• Activity:
A verbatim reproduction of every entry is the expected answer.

• Data:
·····

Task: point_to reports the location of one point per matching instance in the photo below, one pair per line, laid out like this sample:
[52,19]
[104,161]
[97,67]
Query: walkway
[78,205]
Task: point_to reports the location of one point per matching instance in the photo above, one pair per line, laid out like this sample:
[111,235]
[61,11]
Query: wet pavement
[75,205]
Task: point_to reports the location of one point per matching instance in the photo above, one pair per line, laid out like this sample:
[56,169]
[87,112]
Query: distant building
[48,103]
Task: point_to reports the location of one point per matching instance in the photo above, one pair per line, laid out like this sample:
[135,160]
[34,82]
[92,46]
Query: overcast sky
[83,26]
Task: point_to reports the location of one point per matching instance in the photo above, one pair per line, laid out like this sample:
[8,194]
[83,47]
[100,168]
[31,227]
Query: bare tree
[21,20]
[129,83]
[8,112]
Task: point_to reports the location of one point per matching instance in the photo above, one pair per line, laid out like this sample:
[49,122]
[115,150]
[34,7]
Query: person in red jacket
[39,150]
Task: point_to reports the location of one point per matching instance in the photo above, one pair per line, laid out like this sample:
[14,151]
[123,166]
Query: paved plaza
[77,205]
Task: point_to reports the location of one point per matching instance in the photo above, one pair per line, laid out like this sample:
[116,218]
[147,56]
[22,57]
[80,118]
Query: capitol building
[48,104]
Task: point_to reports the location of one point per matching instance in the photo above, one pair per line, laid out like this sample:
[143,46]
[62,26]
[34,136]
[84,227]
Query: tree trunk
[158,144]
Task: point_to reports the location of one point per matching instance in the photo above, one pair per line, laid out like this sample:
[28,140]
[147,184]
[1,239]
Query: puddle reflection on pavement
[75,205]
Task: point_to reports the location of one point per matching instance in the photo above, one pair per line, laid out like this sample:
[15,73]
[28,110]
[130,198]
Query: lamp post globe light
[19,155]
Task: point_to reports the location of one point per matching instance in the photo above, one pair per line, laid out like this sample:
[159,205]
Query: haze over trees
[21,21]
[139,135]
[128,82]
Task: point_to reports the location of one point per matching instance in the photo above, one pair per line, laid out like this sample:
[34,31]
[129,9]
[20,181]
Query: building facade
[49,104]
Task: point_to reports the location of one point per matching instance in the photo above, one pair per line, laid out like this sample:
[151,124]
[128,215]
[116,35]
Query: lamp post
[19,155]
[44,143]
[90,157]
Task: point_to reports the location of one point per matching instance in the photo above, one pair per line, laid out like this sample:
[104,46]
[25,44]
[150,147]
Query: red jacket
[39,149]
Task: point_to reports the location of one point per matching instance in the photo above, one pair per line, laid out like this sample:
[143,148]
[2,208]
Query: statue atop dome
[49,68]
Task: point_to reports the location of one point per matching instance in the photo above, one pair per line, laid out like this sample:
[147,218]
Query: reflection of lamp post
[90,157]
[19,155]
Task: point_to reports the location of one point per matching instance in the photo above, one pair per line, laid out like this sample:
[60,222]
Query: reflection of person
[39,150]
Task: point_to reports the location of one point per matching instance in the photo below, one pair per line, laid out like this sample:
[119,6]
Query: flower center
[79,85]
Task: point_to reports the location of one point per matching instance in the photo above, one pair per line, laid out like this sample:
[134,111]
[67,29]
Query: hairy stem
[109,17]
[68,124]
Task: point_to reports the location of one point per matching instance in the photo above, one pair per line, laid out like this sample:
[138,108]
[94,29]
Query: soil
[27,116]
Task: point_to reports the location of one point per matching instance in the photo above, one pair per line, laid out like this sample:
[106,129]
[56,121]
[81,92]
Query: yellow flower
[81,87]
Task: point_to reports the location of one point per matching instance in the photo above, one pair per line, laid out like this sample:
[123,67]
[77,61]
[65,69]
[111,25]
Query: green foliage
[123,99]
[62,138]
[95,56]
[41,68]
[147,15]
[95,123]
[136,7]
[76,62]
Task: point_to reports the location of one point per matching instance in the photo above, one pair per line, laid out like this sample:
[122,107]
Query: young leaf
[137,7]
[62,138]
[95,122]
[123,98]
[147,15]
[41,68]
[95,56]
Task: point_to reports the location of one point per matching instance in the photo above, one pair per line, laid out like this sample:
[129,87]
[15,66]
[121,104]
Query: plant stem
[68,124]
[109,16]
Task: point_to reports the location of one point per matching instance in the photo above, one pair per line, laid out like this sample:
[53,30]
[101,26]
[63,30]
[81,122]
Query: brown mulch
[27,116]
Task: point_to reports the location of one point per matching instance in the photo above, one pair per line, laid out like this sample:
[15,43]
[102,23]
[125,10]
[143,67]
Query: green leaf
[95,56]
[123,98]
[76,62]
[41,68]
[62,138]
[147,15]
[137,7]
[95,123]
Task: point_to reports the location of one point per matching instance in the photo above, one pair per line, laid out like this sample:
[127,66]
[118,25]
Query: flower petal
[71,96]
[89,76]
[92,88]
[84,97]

·····

• Solution to the problem:
Task: point_to reports the location of one point per matching instance in the photo below, one pair per line, laid out like this sample:
[52,19]
[104,161]
[97,67]
Query: walkway
[78,205]
Task: point_to reports the location of one point per matching instance in the photo above, one pair per line, laid out like this sample:
[111,235]
[61,11]
Query: wet pavement
[75,205]
Task: point_to reports the location of one point per matching instance in the photo above, one pair per line, laid out like this sample:
[56,169]
[87,112]
Query: distant building
[48,103]
Task: point_to reports the location of one point per matching instance in the photo above, one pair per line, laid out like this sample:
[135,160]
[34,82]
[92,46]
Query: overcast sky
[83,26]
Task: point_to reports the location of one point per matching instance in the photo above, one pair per line, laid out like this sample:
[8,194]
[83,47]
[100,168]
[31,227]
Query: bare tree
[21,20]
[129,83]
[8,112]
Task: point_to reports the location of one point per matching instance in the photo above, one pair per line, laid out like this sample:
[49,122]
[115,150]
[34,7]
Query: person in red jacket
[39,150]
Task: point_to reports the location of one point per matching instance in the photo above, one pair per line, laid out like this sample:
[14,151]
[123,166]
Query: paved plaza
[77,205]
Task: point_to reports the location of one point per matching instance in the photo above, one pair per line, laid out like this sample:
[116,218]
[147,56]
[22,57]
[80,118]
Query: capitol building
[48,104]
Task: point_to reports the location of one point per matching instance in the photo above, one pair per line, laid out like this sample:
[143,46]
[62,26]
[34,136]
[84,227]
Query: tree trunk
[158,144]
Task: point_to reports the location of one point per matching instance in the photo above, one pair per line, laid out like this sample:
[28,140]
[147,184]
[1,239]
Query: puddle reflection on pavement
[75,205]
Task: point_to reports the location of one point per matching instance in the photo above, one pair per line, laid out like this sample:
[15,73]
[28,110]
[130,198]
Query: lamp post globe light
[19,155]
Task: point_to reports the location of one point per matching instance in the photo above, one pair per line, laid out like this sample:
[159,205]
Query: haze over trees
[21,21]
[139,135]
[128,82]
Task: point_to reports the location of one point per matching instance in the photo above, one pair per line, laid out like this sample:
[34,31]
[129,9]
[20,181]
Query: building facade
[49,104]
Task: point_to reports the location of one point per matching instance in the photo above, one pair per line, laid out like this sample:
[151,124]
[128,215]
[116,35]
Query: lamp post
[19,155]
[44,143]
[90,157]
Task: point_to reports the location of one point per matching instance in the photo above, one pair per line, laid out like this sample:
[104,46]
[25,44]
[150,147]
Query: red jacket
[39,149]
Task: point_to reports the location of one point per matching instance in the photo above, one pair per line, laid out like this sample:
[143,148]
[2,208]
Query: statue atop dome
[49,68]
Task: point_to reports the location of one point per matching instance in the photo above, one pair per line, laid out like this sample:
[147,218]
Query: reflection of lamp post
[90,157]
[19,155]
Task: point_to reports the location of one point per matching instance in the photo above, one pair per line, laid out like this sample:
[60,222]
Query: reflection of person
[39,150]
Task: point_to reports the location of one point per matching instance in the photo below, one pair per line, laid out like this sample:
[119,6]
Query: flower center
[79,85]
Task: point_to reports the location of one point per matching instance in the photo above, one pair per line, laid out like this sample:
[134,111]
[67,29]
Query: hairy stem
[109,17]
[68,124]
Task: point_to reports the location of one point per matching instance in the photo above, one pair per line, laid out like this sample:
[138,108]
[94,29]
Query: soil
[27,116]
Task: point_to reports the location of one point per matching instance in the photo above, one pair per line, laid out like this sample:
[106,129]
[56,121]
[81,92]
Query: yellow flower
[81,87]
Task: point_to reports the location of one point per matching instance in the photo above, one pair per line, laid out like this sample:
[123,67]
[77,61]
[65,69]
[111,25]
Query: green foliage
[123,99]
[62,138]
[95,56]
[41,68]
[147,15]
[95,123]
[136,7]
[76,62]
Task: point_to reports the location of one point per matching instance in the photo above, one pair per line, laid out like this sample:
[122,107]
Query: young leaf
[137,7]
[62,138]
[95,122]
[123,98]
[147,15]
[41,68]
[95,56]
Task: point_to reports the location of one point per matching instance in the photo above, one pair per line, laid out like this sample:
[129,87]
[15,66]
[121,104]
Query: plant stem
[68,124]
[109,16]
Task: point_to reports the location of one point per matching instance in the photo above, one pair per line, laid out like this sample:
[53,30]
[101,26]
[63,30]
[81,122]
Query: brown mulch
[27,116]
Task: point_to reports the location of one point per matching instance in the photo above, one pair per line, laid out like this sample:
[15,43]
[102,23]
[125,10]
[143,67]
Query: green leaf
[95,56]
[123,98]
[76,62]
[41,68]
[62,138]
[147,15]
[137,7]
[95,123]
Task: point_to reports the location of one point per matching instance in the photo above, one pair per line, laid out like this sample:
[127,66]
[118,25]
Query: flower petal
[71,96]
[89,76]
[92,88]
[84,97]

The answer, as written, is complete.